▶ _Problem_
Could you turn every one of the rows below into a numbered list, skipping any blank lines and leaving the pictures out?

▶ _Material for this task_

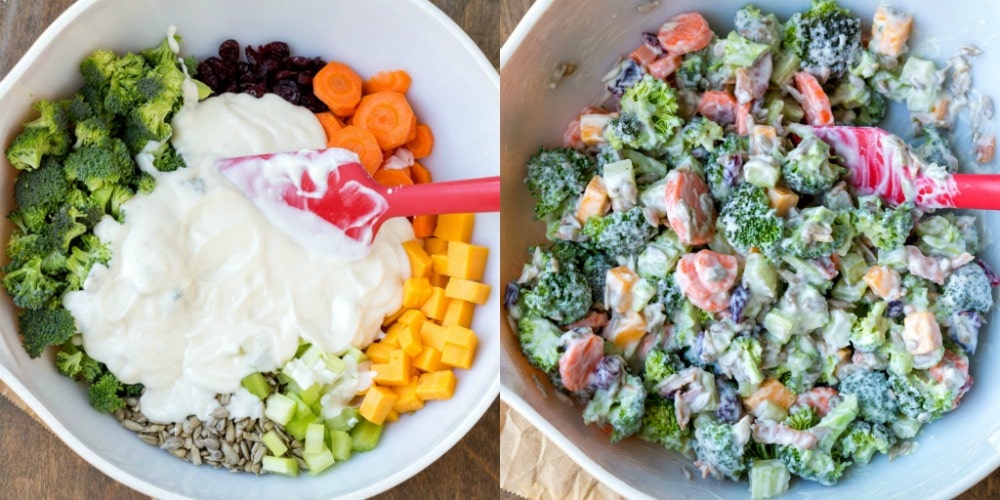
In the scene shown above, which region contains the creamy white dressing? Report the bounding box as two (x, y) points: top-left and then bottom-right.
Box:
(65, 94), (413, 422)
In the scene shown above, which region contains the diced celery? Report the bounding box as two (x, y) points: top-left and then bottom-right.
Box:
(750, 459), (791, 498)
(302, 448), (336, 476)
(260, 431), (288, 457)
(260, 455), (299, 476)
(326, 407), (361, 432)
(264, 393), (296, 425)
(240, 372), (271, 400)
(330, 431), (352, 462)
(351, 418), (382, 451)
(302, 422), (326, 453)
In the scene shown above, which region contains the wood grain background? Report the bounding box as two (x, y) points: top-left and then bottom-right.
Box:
(0, 0), (501, 500)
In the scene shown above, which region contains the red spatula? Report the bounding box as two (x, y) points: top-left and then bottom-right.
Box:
(811, 126), (1000, 210)
(217, 149), (500, 258)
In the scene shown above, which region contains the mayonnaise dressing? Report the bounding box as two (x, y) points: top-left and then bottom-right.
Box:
(64, 94), (413, 422)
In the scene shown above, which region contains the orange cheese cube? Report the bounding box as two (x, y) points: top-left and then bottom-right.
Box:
(403, 240), (431, 278)
(420, 286), (449, 321)
(410, 345), (448, 372)
(403, 278), (431, 309)
(434, 214), (476, 243)
(444, 241), (490, 281)
(358, 386), (399, 425)
(441, 299), (476, 328)
(420, 321), (448, 352)
(444, 278), (490, 305)
(424, 237), (448, 257)
(414, 370), (457, 402)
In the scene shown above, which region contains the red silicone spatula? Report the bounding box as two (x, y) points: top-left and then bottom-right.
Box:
(217, 149), (500, 258)
(812, 126), (1000, 210)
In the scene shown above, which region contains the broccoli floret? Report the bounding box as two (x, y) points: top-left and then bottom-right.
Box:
(17, 307), (76, 358)
(718, 183), (784, 254)
(852, 196), (913, 250)
(840, 370), (899, 424)
(837, 420), (896, 465)
(7, 99), (71, 170)
(782, 206), (854, 259)
(64, 139), (135, 191)
(639, 393), (691, 454)
(781, 135), (847, 195)
(524, 148), (595, 219)
(606, 75), (684, 151)
(692, 413), (749, 481)
(87, 372), (125, 413)
(940, 262), (993, 314)
(583, 207), (657, 256)
(517, 317), (563, 374)
(783, 0), (861, 78)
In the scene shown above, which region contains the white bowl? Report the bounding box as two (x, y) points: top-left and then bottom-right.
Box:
(500, 0), (1000, 498)
(0, 0), (500, 499)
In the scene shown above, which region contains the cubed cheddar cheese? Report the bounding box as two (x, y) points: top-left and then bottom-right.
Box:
(424, 237), (448, 257)
(420, 321), (448, 352)
(420, 286), (450, 321)
(411, 345), (448, 372)
(444, 241), (490, 281)
(414, 370), (457, 402)
(403, 278), (431, 308)
(444, 278), (490, 305)
(434, 214), (476, 243)
(403, 240), (432, 278)
(358, 383), (398, 425)
(441, 299), (476, 328)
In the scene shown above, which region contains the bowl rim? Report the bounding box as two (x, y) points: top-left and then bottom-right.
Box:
(0, 0), (500, 499)
(500, 0), (1000, 499)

▶ _Answer to the exercise_
1. In the scene shown above, which region contains the creamy white dressing? Report the bounding box as two (x, y) points: top-left and then bottom-right.
2. Box:
3. (65, 94), (413, 422)
4. In the scene shown above, which region contains the diced celery? Report the bounding box as two (x, y) points: top-left and then bottom-right.
5. Box:
6. (750, 459), (791, 498)
7. (302, 448), (336, 476)
8. (260, 431), (288, 457)
9. (260, 455), (299, 476)
10. (326, 407), (361, 432)
11. (264, 393), (296, 425)
12. (240, 372), (271, 400)
13. (330, 431), (352, 462)
14. (351, 418), (382, 451)
15. (302, 422), (326, 453)
16. In the scene shown above, which region contains the wood grain background? Report the bounding box as two (x, y) points: top-left and then bottom-right.
17. Box:
18. (0, 0), (501, 500)
19. In the scene shown above, which region contains the red spatula? Report the bounding box as two (x, y) points: top-left and then bottom-right.
20. Box:
21. (811, 126), (1000, 210)
22. (217, 149), (500, 258)
23. In the scene shown above, which region contains the mayonnaise dressing? Report the bounding box as two (x, y) points: top-left and then bottom-right.
24. Box:
25. (64, 94), (413, 422)
26. In the scene shown above, which region contains the orange cheese cube? Report the bounding box as two (x, y) points: top-left and then bottom-right.
27. Box:
28. (403, 240), (431, 278)
29. (420, 286), (449, 321)
30. (410, 345), (448, 372)
31. (403, 278), (431, 309)
32. (434, 214), (476, 243)
33. (444, 241), (490, 281)
34. (358, 386), (399, 425)
35. (441, 299), (476, 328)
36. (420, 321), (448, 352)
37. (444, 278), (490, 305)
38. (424, 237), (448, 257)
39. (414, 370), (457, 402)
40. In the scene shown above, which region contains the red silicone spatula? Report the bounding box as two (x, y) points: top-left and then bottom-right.
41. Box:
42. (217, 149), (500, 258)
43. (812, 126), (1000, 210)
44. In the scene shown above, which region contains the broccoli floret? Report the bounding box as two (x, y) points: top-left and then bottom-right.
45. Box:
46. (17, 307), (76, 358)
47. (718, 183), (784, 254)
48. (852, 196), (913, 250)
49. (840, 370), (899, 424)
50. (837, 420), (896, 465)
51. (7, 99), (71, 170)
52. (782, 206), (854, 259)
53. (64, 139), (135, 191)
54. (639, 393), (691, 454)
55. (781, 135), (847, 195)
56. (524, 148), (595, 219)
57. (606, 75), (684, 151)
58. (692, 413), (749, 481)
59. (87, 372), (125, 413)
60. (940, 262), (993, 314)
61. (583, 207), (657, 256)
62. (517, 317), (563, 374)
63. (783, 0), (861, 78)
64. In the scene shown above, which region contains the white bowl? Report the bounding box as two (x, y) points: top-left and then bottom-right.
65. Box:
66. (500, 0), (1000, 498)
67. (0, 0), (500, 499)
68. In the scene shown above, which region contains the cubed cheddar cheese? Report the bounding box as two (x, y) points: top-left and then bottom-right.
69. Box:
70. (424, 237), (448, 257)
71. (420, 321), (448, 352)
72. (420, 286), (450, 321)
73. (411, 345), (448, 372)
74. (444, 241), (490, 281)
75. (414, 370), (457, 402)
76. (403, 278), (431, 308)
77. (444, 278), (490, 305)
78. (434, 214), (476, 243)
79. (403, 240), (432, 278)
80. (358, 383), (398, 425)
81. (441, 299), (476, 328)
82. In the scene shown above, which region contains the bowl rim? Report the bounding box as two (x, y) points: top-left and then bottom-right.
83. Box:
84. (0, 0), (500, 499)
85. (500, 0), (1000, 499)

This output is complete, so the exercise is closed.